===== Extract =====

Our aim is to show that the Bible is good history.

fundamentalist educators raise money by fueling the fire against these ‘liberal’ scholars, who deny the ‘truth’ of the historical accuracy, inerrancy, and infallibility of the bible. their pitch is simple: ‘we need to show these heretical archaeologists the truth of the inerrancy of the bible, and you can help. for a small gift of $1000, you too can participate in discovering…..’

and make no mistake about it, raising funds for a new center for judaic studies is what this search for noah’s ark is all about. dr. price wasted no time in reaching for the ‘easy button,’ that is, appealing to the most popular archaeological ‘prize’ with the least potential for actual recovery. this entire quest is about raising money from those angry enough to give it. don’t believe me? read what dr. price wrote himself:

We at the Center are excited about the potential for training a whole new generation of evangelicals in Jewish studies. As the Lord provides donations, the Center will also establish a Biblical Museum (architectural plans for a building have already been drawn). The Center can be contacted at (434) 592-3249 Monday-Friday from 8 a.m.–5 p.m. Dr. Price’s e-mail address is jrprice4@liberty.edu. Maranatha!

i love this. what is incredible is that the potential donor isn’t even really giving the money. it is ‘the lord’ who provides the donations. see? don’t you want to do the lord’s work? and see, the plans for the new buildings have already been drawn. you don’t want us to go broke, do you? if we do, those heretical ‘archaeologists’ win. just to drive home the point, the plea ends with a classic ‘maranatha’ (‘come, our lord’), just in case you forgot whose side we are on.

and the fox news article was sure to include the price tag and a justification for the funds:

Price estimated that the team needs to raise about $60,000 to pay for permission to use the site, to buy the necessary machinery and to fund about two months of work on location.”The only thing that’s holding us back is to finance the machinery that we need.”

that is to say, this is all possible, as long as we raise enough money to pay for the equipment (and airfare and lodging and permission and staff salaries) necessary to uncover the ark. otherwise, we’ll never know if it’s up there, and those skeptical scholars will continue to rule the day.

and now for the good part. what evidence does dr. price produce to cause him to think that this time he will finally be successful? what new piece of data or technology does he possess that causes him to raise funds for the expedition? the fox news story continues:

A Kurdish shepherd told them that he had seen the ark, and even climbed on top of it, when he was a boy.

=====

[Instruction a]: Retype the passage on the Noah's ark fundraising from "and make no" to "address is jrprice4@liberty.edu. Maranatha!".
The entries below bear no relation to the passage on the Noah's ark fundraising.

===== Provided entries =====

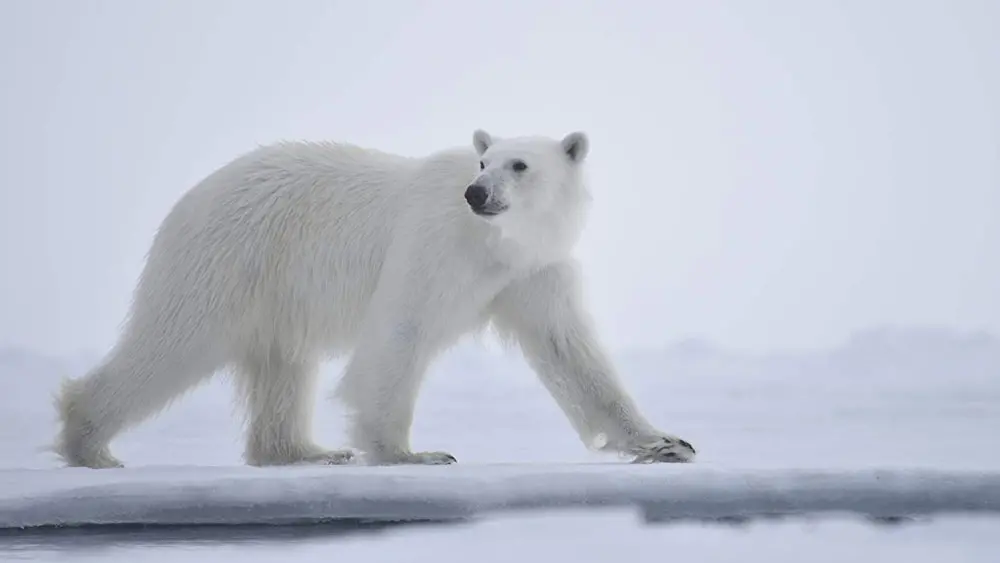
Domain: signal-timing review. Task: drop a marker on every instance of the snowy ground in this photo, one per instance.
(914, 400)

=====
===== Provided entries =====

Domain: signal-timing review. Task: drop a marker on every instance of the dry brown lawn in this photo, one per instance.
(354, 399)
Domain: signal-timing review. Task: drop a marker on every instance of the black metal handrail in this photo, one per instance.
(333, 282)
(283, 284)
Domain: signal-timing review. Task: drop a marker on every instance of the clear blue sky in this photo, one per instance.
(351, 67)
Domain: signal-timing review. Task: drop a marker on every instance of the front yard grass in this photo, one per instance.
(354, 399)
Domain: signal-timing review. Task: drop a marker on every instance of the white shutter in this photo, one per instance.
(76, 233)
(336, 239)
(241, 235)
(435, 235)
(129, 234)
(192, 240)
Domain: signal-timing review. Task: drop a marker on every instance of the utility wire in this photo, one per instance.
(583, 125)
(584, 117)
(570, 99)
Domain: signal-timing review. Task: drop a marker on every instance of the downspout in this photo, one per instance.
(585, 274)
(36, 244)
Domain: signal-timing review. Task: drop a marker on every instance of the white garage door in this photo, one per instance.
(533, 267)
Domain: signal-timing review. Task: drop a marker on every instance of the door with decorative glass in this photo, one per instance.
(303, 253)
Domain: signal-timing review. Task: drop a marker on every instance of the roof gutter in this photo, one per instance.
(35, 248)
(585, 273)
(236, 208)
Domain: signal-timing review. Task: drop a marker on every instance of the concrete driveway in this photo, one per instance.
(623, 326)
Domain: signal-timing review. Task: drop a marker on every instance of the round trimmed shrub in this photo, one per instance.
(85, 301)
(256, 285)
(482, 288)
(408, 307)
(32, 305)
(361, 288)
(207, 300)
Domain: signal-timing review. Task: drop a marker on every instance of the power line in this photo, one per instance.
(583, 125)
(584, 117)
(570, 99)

=====
===== Provided entries =====

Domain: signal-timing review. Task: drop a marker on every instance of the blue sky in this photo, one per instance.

=====

[Instruction b]: Gather every line of the entries that contains the string "blue", treating uppercase and lowercase as distinct.

[Exercise response a]:
and make no mistake about it, raising funds for a new center for judaic studies is what this search for noah’s ark is all about. dr. price wasted no time in reaching for the ‘easy button,’ that is, appealing to the most popular archaeological ‘prize’ with the least potential for actual recovery. this entire quest is about raising money from those angry enough to give it. don’t believe me? read what dr. price wrote himself:

We at the Center are excited about the potential for training a whole new generation of evangelicals in Jewish studies. As the Lord provides donations, the Center will also establish a Biblical Museum (architectural plans for a building have already been drawn). The Center can be contacted at (434) 592-3249 Monday-Friday from 8 a.m.–5 p.m. Dr. Price’s e-mail address is jrprice4@liberty.edu. Maranatha!

[Exercise response b]:
Domain: signal-timing review. Task: drop a marker on every instance of the clear blue sky in this photo, one per instance.
Domain: signal-timing review. Task: drop a marker on every instance of the blue sky in this photo, one per instance.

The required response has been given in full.